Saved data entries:
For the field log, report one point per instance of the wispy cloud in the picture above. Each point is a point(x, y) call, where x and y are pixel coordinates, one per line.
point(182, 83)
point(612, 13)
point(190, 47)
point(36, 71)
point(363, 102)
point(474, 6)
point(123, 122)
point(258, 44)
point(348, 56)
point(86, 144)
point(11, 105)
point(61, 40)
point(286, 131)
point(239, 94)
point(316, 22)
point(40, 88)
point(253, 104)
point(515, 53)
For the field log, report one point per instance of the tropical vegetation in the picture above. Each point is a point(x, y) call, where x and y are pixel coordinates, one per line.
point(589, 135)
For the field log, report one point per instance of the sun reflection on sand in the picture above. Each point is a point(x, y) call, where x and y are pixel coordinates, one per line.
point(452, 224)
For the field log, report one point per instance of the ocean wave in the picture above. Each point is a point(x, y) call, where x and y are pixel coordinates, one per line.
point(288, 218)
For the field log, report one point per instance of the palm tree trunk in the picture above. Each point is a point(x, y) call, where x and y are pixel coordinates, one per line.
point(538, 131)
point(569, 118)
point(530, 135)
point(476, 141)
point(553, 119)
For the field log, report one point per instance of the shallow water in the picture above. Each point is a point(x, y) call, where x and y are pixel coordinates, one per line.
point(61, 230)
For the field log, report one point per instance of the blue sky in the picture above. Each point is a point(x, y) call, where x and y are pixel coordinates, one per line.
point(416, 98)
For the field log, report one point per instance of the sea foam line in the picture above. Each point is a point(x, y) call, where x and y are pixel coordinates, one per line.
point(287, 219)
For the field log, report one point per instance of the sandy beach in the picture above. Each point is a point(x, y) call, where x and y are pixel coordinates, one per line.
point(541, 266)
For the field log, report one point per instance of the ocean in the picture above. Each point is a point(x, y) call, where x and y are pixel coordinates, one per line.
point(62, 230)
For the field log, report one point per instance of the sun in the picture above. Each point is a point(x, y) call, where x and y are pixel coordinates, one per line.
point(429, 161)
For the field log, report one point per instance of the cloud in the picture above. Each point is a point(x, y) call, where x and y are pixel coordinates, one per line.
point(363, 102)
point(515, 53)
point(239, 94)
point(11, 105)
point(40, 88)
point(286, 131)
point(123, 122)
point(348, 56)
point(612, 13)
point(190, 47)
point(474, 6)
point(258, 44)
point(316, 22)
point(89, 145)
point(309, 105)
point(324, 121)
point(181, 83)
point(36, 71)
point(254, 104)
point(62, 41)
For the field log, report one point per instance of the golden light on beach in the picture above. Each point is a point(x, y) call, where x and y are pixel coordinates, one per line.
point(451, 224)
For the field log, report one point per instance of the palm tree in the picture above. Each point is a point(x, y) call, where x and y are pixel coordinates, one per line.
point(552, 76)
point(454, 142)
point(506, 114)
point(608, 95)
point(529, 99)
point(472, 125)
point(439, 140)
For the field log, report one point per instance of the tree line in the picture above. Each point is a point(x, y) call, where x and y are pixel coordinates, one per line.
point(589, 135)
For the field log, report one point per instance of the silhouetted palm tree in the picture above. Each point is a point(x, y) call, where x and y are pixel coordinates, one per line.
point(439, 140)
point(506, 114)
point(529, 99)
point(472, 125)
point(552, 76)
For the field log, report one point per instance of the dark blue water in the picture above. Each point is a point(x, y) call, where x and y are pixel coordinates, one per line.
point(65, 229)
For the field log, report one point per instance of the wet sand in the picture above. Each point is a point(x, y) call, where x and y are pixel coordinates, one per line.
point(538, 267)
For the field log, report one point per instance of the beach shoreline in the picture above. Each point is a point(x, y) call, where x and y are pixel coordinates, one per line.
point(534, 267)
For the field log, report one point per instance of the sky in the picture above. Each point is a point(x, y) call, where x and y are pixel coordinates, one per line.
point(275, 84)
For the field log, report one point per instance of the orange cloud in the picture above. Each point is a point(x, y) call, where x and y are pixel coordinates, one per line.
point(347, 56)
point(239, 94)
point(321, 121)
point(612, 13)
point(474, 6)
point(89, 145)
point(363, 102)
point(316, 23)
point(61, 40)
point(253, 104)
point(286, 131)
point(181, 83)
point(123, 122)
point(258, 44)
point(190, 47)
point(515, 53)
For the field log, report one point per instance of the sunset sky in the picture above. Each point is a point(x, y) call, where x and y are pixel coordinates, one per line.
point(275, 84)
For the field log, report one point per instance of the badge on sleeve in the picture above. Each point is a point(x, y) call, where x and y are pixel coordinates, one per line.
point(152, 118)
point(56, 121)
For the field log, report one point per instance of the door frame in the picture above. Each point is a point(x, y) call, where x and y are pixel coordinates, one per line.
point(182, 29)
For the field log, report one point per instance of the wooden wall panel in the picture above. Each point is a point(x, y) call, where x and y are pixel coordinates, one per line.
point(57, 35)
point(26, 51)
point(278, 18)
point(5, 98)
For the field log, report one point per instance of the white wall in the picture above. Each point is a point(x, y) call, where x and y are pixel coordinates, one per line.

* Challenge: Echo every line of the records above, unchanged.

* Completed task:
For the field log, report one point per instance of the wispy cloud in the picture above. Each point is a point(x, y) call, where x and y are pixel coordinates, one per line.
point(182, 83)
point(612, 13)
point(190, 47)
point(36, 71)
point(363, 102)
point(474, 6)
point(123, 122)
point(258, 44)
point(348, 56)
point(86, 144)
point(11, 105)
point(61, 40)
point(286, 131)
point(239, 94)
point(316, 22)
point(40, 88)
point(253, 104)
point(515, 53)
For the field log, report one point per instance of the tropical vegetation in the picture above. Each point is a point(x, y) call, where x and y are pixel coordinates, one per line.
point(589, 135)
For the field log, report one point per instance of the sun reflection on sand in the picture above. Each point is a point(x, y) call, where x and y are pixel coordinates, one per line.
point(452, 224)
For the field log, report one point per instance of the ocean wave in the picture above. Each point is a point(x, y) call, where x and y are pixel coordinates, one per line.
point(288, 218)
For the field log, report one point per instance of the palm tree trunk in the picture above. Each point is a point(x, y) call, where x and y are pixel coordinates, one per line.
point(538, 131)
point(569, 118)
point(530, 135)
point(476, 141)
point(553, 119)
For the field log, report one point per instance of the shallow water in the picture above. Each point is a point(x, y) call, where x and y are pixel coordinates, one per line.
point(61, 230)
For the field log, report one point per instance of the blue sky in the picture above. Each point is a point(x, y) call, where x and y are pixel coordinates, one per line.
point(416, 98)
For the field log, report one point per instance of the sea foam line in the picture above. Each point is a point(x, y) call, where x and y are pixel coordinates, one per line.
point(287, 219)
For the field log, report one point per instance of the sandy beach in the picture above. Each point is a point(x, y) call, where x and y are pixel coordinates, one per line.
point(541, 266)
For the field log, report one point per instance of the ocean in the picture above. Each point is a point(x, y) call, where x and y are pixel coordinates, one per line.
point(62, 230)
For the field log, report one point per instance of the sun in the picture above. Each point is a point(x, y) call, where x and y are pixel coordinates, one per line.
point(429, 161)
For the field log, report one point per instance of the cloud in the picture above. Each point is a point(x, y) call, where x and y are pixel coordinates, one per line.
point(363, 102)
point(515, 53)
point(239, 94)
point(11, 105)
point(40, 88)
point(286, 131)
point(123, 122)
point(348, 56)
point(612, 13)
point(190, 47)
point(474, 6)
point(258, 44)
point(316, 22)
point(89, 145)
point(309, 105)
point(324, 121)
point(181, 83)
point(36, 71)
point(254, 104)
point(62, 41)
For the field log, report one point per instance of the golden light on beach in the picture above. Each point is a point(x, y) call, where x and y are pixel coordinates, one per line.
point(451, 224)
For the field log, report one point per instance of the palm tree in the picture above. Each point is a point(x, y) call, where x and y are pixel coordinates, one per line.
point(552, 76)
point(454, 142)
point(506, 114)
point(608, 95)
point(529, 99)
point(472, 125)
point(439, 140)
For the field log, report one point per instance of the tree line in the picture above. Each point is a point(x, y) call, where x and y are pixel coordinates, one per line.
point(589, 135)
For the field log, report one point per instance of the silhouetted palm tree in the picture above. Each point is a point(x, y) call, where x and y are pixel coordinates, one per line.
point(439, 140)
point(506, 114)
point(529, 99)
point(472, 125)
point(552, 76)
For the field log, report one point per instance of the dark blue water in the picture above. Each point is a point(x, y) call, where x and y are pixel coordinates, one per line.
point(65, 229)
For the field log, report one point per instance of the wet sand in the picture above. Each point is a point(x, y) call, where x and y are pixel coordinates, one per line.
point(538, 267)
For the field log, report one point per instance of the beach shoreline in the picture above. Each point is a point(x, y) call, where x and y are pixel coordinates, one per line.
point(534, 267)
For the field log, report one point per instance of the sky in the picture above. Each point is a point(x, y) call, where x and y are pixel coordinates, one per line.
point(275, 84)
For the field log, report one point per instance of the orange cloud in the picture above. Each point is a point(x, y) call, where x and y are pixel coordinates, one per line.
point(347, 56)
point(239, 94)
point(321, 121)
point(612, 13)
point(474, 6)
point(89, 145)
point(363, 102)
point(316, 23)
point(61, 40)
point(253, 104)
point(286, 131)
point(181, 83)
point(123, 122)
point(258, 44)
point(190, 47)
point(515, 53)
For the field log, report one point per instance of the sunset sky in the picture above. Each point is a point(x, y) call, where x and y are pixel coordinates, one per line.
point(275, 84)
For the field log, report one point per instance of the badge on sleeve in the picture above. Each point is a point(x, y) call, where x and y are pixel coordinates, one per line.
point(152, 118)
point(56, 121)
For the field log, report one point per instance of the door frame in the picture above. Each point is a point(x, y) call, where x and y are pixel coordinates, one per line.
point(182, 29)
For the field log, report one point per instance of the wooden wall panel in the picture above. Each point is a point(x, y) call, where x and y are pixel coordinates, one per line.
point(57, 35)
point(26, 51)
point(278, 18)
point(5, 98)
For the field log, report one point per instance of the white wall in the picture above. Each point is a point(x, y) call, where x and y are pixel coordinates, one per line.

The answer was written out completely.